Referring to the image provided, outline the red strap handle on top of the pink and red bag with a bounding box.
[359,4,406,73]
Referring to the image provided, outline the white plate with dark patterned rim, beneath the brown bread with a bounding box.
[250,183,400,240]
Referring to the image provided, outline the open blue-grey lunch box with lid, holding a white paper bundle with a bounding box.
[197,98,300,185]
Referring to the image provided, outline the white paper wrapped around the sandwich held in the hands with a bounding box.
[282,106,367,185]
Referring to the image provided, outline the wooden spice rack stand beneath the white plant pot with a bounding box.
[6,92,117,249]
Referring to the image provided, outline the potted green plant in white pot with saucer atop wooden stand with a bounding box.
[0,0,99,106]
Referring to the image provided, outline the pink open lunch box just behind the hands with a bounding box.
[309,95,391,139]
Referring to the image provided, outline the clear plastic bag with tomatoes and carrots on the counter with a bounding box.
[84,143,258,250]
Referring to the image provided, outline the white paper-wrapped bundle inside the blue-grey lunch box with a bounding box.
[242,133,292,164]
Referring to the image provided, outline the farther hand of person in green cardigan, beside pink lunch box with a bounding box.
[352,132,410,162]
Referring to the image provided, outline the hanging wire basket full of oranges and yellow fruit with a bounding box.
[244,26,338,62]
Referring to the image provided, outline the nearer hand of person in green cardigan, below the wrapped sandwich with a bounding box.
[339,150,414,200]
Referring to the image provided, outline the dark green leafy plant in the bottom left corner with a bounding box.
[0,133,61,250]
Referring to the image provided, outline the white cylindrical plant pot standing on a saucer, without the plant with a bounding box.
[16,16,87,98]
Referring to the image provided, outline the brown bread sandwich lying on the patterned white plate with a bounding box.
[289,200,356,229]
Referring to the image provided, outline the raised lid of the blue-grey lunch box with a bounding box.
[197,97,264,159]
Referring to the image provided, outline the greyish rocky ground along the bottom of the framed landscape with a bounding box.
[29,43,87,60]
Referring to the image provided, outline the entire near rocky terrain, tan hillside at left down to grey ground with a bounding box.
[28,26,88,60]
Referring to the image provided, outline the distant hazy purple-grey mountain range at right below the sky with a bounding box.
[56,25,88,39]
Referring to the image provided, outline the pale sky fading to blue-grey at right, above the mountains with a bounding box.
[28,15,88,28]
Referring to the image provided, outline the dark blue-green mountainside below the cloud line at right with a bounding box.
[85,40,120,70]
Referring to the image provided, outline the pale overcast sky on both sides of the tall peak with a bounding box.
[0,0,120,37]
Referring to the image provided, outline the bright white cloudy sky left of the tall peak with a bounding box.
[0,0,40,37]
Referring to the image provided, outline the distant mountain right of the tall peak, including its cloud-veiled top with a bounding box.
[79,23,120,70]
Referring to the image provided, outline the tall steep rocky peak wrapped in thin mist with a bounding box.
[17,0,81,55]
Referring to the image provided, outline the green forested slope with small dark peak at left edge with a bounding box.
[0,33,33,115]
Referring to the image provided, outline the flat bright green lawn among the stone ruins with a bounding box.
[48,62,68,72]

_ _ _ _

* **YOUR GOAL**:
Could you return the complete listing, word for word?

* **RESULT OF THIS EXERCISE**:
Referring to the image provided, outline the red strap handle on top of the pink and red bag with a bounding box.
[359,4,406,73]
Referring to the image provided, outline the white plate with dark patterned rim, beneath the brown bread with a bounding box.
[250,183,400,240]
Referring to the image provided, outline the open blue-grey lunch box with lid, holding a white paper bundle with a bounding box.
[197,98,300,185]
Referring to the image provided, outline the white paper wrapped around the sandwich held in the hands with a bounding box.
[282,106,367,185]
Referring to the image provided, outline the wooden spice rack stand beneath the white plant pot with a bounding box.
[6,92,117,249]
Referring to the image provided, outline the potted green plant in white pot with saucer atop wooden stand with a bounding box.
[0,0,99,106]
Referring to the image provided, outline the pink open lunch box just behind the hands with a bounding box.
[309,95,391,139]
Referring to the image provided, outline the clear plastic bag with tomatoes and carrots on the counter with a bounding box.
[84,143,258,250]
Referring to the image provided, outline the white paper-wrapped bundle inside the blue-grey lunch box with a bounding box.
[242,133,292,164]
Referring to the image provided, outline the farther hand of person in green cardigan, beside pink lunch box with a bounding box.
[352,132,410,162]
Referring to the image provided, outline the hanging wire basket full of oranges and yellow fruit with a bounding box.
[244,26,338,62]
Referring to the image provided, outline the nearer hand of person in green cardigan, below the wrapped sandwich with a bounding box.
[339,150,414,200]
Referring to the image provided, outline the dark green leafy plant in the bottom left corner with a bounding box.
[0,133,61,250]
Referring to the image provided, outline the white cylindrical plant pot standing on a saucer, without the plant with a bounding box.
[16,16,87,98]
Referring to the image provided, outline the brown bread sandwich lying on the patterned white plate with a bounding box.
[289,200,356,229]
Referring to the image provided, outline the raised lid of the blue-grey lunch box with a bounding box.
[197,97,264,159]
Referring to the image provided, outline the greyish rocky ground along the bottom of the framed landscape with a bounding box.
[29,43,87,60]
Referring to the image provided, outline the entire near rocky terrain, tan hillside at left down to grey ground with a bounding box.
[28,26,88,60]
Referring to the image provided, outline the distant hazy purple-grey mountain range at right below the sky with a bounding box.
[56,25,88,39]
Referring to the image provided, outline the pale sky fading to blue-grey at right, above the mountains with a bounding box.
[28,15,88,28]
Referring to the image provided, outline the dark blue-green mountainside below the cloud line at right with a bounding box.
[85,40,120,70]
Referring to the image provided, outline the pale overcast sky on both sides of the tall peak with a bounding box.
[0,0,120,37]
Referring to the image provided, outline the bright white cloudy sky left of the tall peak with a bounding box.
[0,0,40,37]
Referring to the image provided, outline the distant mountain right of the tall peak, including its cloud-veiled top with a bounding box.
[79,23,120,70]
Referring to the image provided, outline the tall steep rocky peak wrapped in thin mist with a bounding box.
[17,0,81,55]
Referring to the image provided, outline the green forested slope with small dark peak at left edge with a bounding box.
[0,33,33,115]
Referring to the image provided, outline the flat bright green lawn among the stone ruins with a bounding box.
[48,62,68,72]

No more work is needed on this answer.